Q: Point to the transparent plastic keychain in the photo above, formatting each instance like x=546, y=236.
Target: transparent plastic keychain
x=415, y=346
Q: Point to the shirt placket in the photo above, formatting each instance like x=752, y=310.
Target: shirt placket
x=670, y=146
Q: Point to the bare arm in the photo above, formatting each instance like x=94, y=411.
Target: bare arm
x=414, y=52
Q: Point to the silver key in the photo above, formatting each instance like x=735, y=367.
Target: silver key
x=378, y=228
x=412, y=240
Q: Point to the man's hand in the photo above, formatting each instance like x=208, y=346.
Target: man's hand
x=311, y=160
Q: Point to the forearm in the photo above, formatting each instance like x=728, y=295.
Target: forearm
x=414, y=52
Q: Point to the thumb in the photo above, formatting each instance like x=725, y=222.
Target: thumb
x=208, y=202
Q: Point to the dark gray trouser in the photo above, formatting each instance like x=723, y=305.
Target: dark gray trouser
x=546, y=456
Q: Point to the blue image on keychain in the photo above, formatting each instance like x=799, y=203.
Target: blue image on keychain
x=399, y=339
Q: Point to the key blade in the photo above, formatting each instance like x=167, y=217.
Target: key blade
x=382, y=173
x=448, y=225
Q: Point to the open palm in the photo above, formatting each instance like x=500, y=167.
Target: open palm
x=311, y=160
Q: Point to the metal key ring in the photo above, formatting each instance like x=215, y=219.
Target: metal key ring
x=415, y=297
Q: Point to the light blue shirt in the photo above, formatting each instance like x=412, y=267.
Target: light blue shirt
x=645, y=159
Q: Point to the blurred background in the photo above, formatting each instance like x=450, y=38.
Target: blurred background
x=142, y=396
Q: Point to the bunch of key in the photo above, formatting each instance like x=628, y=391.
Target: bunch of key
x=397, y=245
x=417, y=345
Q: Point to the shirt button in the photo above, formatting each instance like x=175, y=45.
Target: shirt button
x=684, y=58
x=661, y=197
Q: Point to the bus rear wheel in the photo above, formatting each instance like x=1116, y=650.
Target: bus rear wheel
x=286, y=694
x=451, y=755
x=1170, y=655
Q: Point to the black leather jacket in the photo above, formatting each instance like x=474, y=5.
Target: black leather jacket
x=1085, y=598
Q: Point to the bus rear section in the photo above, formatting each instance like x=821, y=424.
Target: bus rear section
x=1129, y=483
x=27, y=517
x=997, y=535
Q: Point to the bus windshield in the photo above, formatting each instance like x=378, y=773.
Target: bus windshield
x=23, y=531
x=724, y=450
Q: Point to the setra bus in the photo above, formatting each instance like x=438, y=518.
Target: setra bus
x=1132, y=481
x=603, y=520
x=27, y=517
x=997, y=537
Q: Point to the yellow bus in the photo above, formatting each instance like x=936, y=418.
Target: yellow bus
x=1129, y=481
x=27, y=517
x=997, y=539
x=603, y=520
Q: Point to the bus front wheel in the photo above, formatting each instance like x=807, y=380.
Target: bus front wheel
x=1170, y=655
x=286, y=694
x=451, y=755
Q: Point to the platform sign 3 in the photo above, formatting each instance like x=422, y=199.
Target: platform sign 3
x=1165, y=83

# Work to complete
Everything above from the line containing "Target: silver key" down to the line containing "Q: Point to the bus rear wheel" should be copied exactly, both end lines included, and nothing else.

# Task answer
Target: silver key
x=378, y=228
x=412, y=240
Q: Point to the man's hand in the photo above, formatting each instance like x=208, y=346.
Target: man's hand
x=311, y=160
Q: Point to the forearm in the photo above, formatting each instance like x=728, y=295.
Target: forearm
x=414, y=52
Q: Point to the thumb in the photo above, formatting each instance like x=725, y=222.
Target: thumb
x=208, y=202
Q: Point to the dark gray trouser in the photo above, formatting each instance like x=723, y=305.
Target: dark gray trouser
x=546, y=456
Q: Point to the blue image on keychain in the photo above, formatting each instance like x=799, y=203.
Target: blue image on keychain
x=399, y=339
Q: Point to the key blade in the photo above, formatting each instance like x=167, y=217.
Target: key blade
x=382, y=173
x=448, y=225
Q: Point to the open palm in the photo above, formatting each instance like x=500, y=167.
Target: open palm
x=311, y=160
Q: Point to the metal key ring in the photo above, formatting each instance like x=215, y=219.
Target: metal key ring
x=415, y=297
Q: Point to the light blue shirt in the photo above, formatting each instance like x=412, y=267.
Target: light blue shirt
x=645, y=159
Q: Point to the blurred background in the photo above, formatting each instance like x=450, y=38.
Target: blurred background
x=142, y=396
Q: Point to the bunch of key in the photo above, formatting each instance like x=628, y=391.
Target: bunch of key
x=397, y=245
x=417, y=345
Q: Point to the shirt button in the photo above, formatting each instance like x=175, y=45.
Target: shirt button
x=684, y=58
x=661, y=197
Q: Point to the bus rear wheel in the photo above, formatting each instance like x=1116, y=650.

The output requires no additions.